• **TEXT SHOWN**:

Hearing aids and dentures
At present, 3D printing is being widely used in the manufacture of hearing aids and in dentistry.
In 2013, there were 10 million 3D-printed hearing aids in circulation worldwide. This huge impact in the hearing aid industry has been called the “quiet revolution” as it has gone almost unnoticed. Before 3D printing, it took one week to manufacture a hearing aid; now it takes only a few hours.
The development of sophisticated and accurate 3D oral scanners and new 3D printing dental materials has also catapulted 3D printing as a disruptive technology in dentistry.
In 2016, the Food and Drug Administration Agency (FDA) approved 3D printing denture material and this set the stage for dentists to introduce 3D-printing manufacturing laboratories into their offices. The idea of producing crowns, orthodontic appliances or removable dentures with a push of a button in your dentist’s office is not far from reality.
Prostheses for land-mine victims
Perhaps the biggest impact of 3D printing globally could be in helping to narrow inequality in health-care delivery by producing inexpensive health-care products for low income regions. Prostheses for landmine victims is a good example.
Landmines in conflict zones in Africa and Asia have devastating consequences for the populations living in those areas. Inexpensive 3D-printed prostheses, customized to the person and printed in one day, have greatly benefited landmine amputees. Networks of volunteers such as e-NABLE and NotImpossible working with open source collaborations have had a positive impact on the design and provision of affordable 3D-printed prostheses.
In 2017 alone, these projects have created 300 prosthetic hands that have directly benefited war victims and the disabled poor.
Face transplants and spine surgery
Surgical applications of 3D printing are evolving rapidly from the production of models for surgical planning to biological active implants for craniofacial reconstruction.
At the University of Saskatchewan, we have 3D-printed a human brain replica from MRI data. And we use it to plan complex neurosurgical procedures for treating patients with movement disorders. The surgery involves implanting electrodes that target pea-sized structures in the depths of the brain.

Point localization data
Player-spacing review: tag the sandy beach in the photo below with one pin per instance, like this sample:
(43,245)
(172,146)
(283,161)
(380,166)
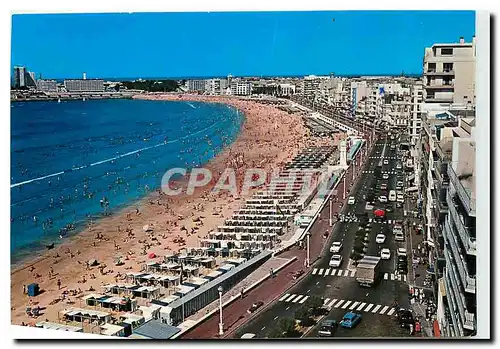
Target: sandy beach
(268,139)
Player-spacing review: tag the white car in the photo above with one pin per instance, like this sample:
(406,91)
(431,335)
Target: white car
(385,253)
(335,261)
(336,247)
(380,238)
(401,251)
(382,198)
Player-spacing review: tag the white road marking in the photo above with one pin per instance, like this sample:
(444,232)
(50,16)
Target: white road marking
(332,302)
(303,299)
(384,309)
(339,303)
(346,304)
(285,296)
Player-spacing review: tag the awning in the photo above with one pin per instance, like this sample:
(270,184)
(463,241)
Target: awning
(437,333)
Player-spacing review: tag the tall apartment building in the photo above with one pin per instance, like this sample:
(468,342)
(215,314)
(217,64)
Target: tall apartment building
(196,85)
(23,78)
(449,73)
(46,85)
(241,88)
(449,197)
(84,85)
(415,121)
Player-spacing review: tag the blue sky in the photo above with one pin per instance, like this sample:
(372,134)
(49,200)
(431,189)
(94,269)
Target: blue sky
(245,43)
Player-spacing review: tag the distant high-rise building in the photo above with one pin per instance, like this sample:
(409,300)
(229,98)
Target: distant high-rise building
(81,85)
(449,73)
(46,85)
(23,78)
(19,77)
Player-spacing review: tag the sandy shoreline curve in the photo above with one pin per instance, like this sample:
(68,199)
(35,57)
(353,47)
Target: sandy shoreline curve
(268,139)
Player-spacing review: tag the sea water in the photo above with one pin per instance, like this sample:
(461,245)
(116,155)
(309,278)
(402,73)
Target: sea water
(76,161)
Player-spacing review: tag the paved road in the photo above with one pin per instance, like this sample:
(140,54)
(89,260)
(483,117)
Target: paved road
(236,315)
(341,292)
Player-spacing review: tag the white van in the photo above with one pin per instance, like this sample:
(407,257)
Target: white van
(392,195)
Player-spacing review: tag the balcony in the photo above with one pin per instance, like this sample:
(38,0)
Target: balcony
(468,241)
(434,72)
(469,204)
(468,281)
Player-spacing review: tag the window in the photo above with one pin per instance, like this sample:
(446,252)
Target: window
(446,51)
(447,67)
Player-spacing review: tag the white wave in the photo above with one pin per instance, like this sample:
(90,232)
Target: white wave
(114,158)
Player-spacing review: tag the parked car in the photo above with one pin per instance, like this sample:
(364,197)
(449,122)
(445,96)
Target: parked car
(336,247)
(385,253)
(335,261)
(380,238)
(255,306)
(350,320)
(401,251)
(382,198)
(405,318)
(327,328)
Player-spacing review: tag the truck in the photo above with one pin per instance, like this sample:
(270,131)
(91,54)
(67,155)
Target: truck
(367,271)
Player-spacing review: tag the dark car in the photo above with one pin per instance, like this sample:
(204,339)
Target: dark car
(327,328)
(405,318)
(255,306)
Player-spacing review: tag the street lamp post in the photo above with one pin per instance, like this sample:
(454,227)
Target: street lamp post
(344,187)
(331,210)
(307,256)
(221,325)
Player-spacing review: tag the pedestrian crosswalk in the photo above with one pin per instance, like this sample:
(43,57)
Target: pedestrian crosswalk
(323,272)
(334,303)
(384,157)
(382,172)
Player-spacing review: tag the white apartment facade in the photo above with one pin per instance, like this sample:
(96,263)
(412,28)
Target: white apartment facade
(449,73)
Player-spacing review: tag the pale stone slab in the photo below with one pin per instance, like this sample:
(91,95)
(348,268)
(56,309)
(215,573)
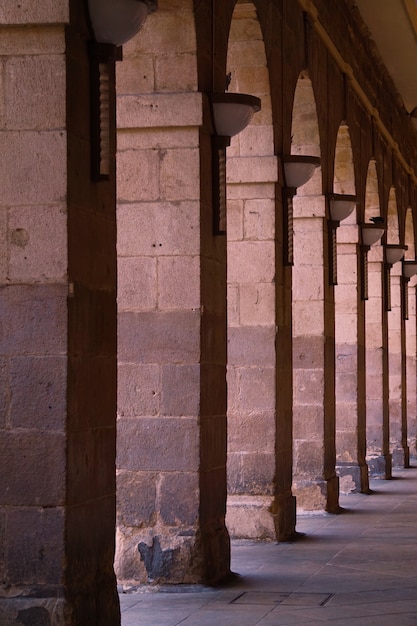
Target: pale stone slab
(178,282)
(35,92)
(137,283)
(160,110)
(180,174)
(257,304)
(138,175)
(158,228)
(183,78)
(259,219)
(40,173)
(18,40)
(252,170)
(28,12)
(135,75)
(156,138)
(253,261)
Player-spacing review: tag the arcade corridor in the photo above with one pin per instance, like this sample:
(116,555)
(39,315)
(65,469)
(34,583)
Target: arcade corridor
(354,569)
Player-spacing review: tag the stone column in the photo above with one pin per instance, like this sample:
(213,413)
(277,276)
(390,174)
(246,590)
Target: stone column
(375,317)
(251,345)
(58,339)
(350,367)
(411,375)
(172,347)
(396,338)
(315,481)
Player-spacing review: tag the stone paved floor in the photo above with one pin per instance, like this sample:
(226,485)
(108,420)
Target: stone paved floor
(357,568)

• **PROMPT 1**:
According to the text on 3D printing in medicine, how long did manufacturing a hearing aid take before 3D printing?
• **PROMPT 2**:
Resume the text on 3D printing in medicine, picking up right after its final sentence.
The listing above is not needed for this work.

• **REPLY 1**:
One week.

• **REPLY 2**:
Surgeons have used similar 3D printed models to plan complex surgeries ranging from a full-face transplant to spine surgery. Implantable surgical devices such as the recently FDA-approved and 3D-printed titanium bone implant coated with bioactive agents that promote bone growth are also starting to reach the clinic.
Printing living organs
An exciting area with huge potential for the future is the manufacturing of 3D-printed drugs. The first 3D-printed drug approved by the FDA is the anti-seizure medication Sprintam. The 3D printing process enables the creation of a highly porous structure that can load a large dosage of the active compound into a rapidly dissolvable pill.
This possibility of highly personalized drugs, which optimize beneficial effects while reducing side effects, made in real-time using digital recipes could radically change the pharmaceutical industry.
One of the most promising 3D printing technological advances is the bioprinting of living tissue. Great strides have been made in manufacturing tissue constructs that could eventually be used for organ transplants.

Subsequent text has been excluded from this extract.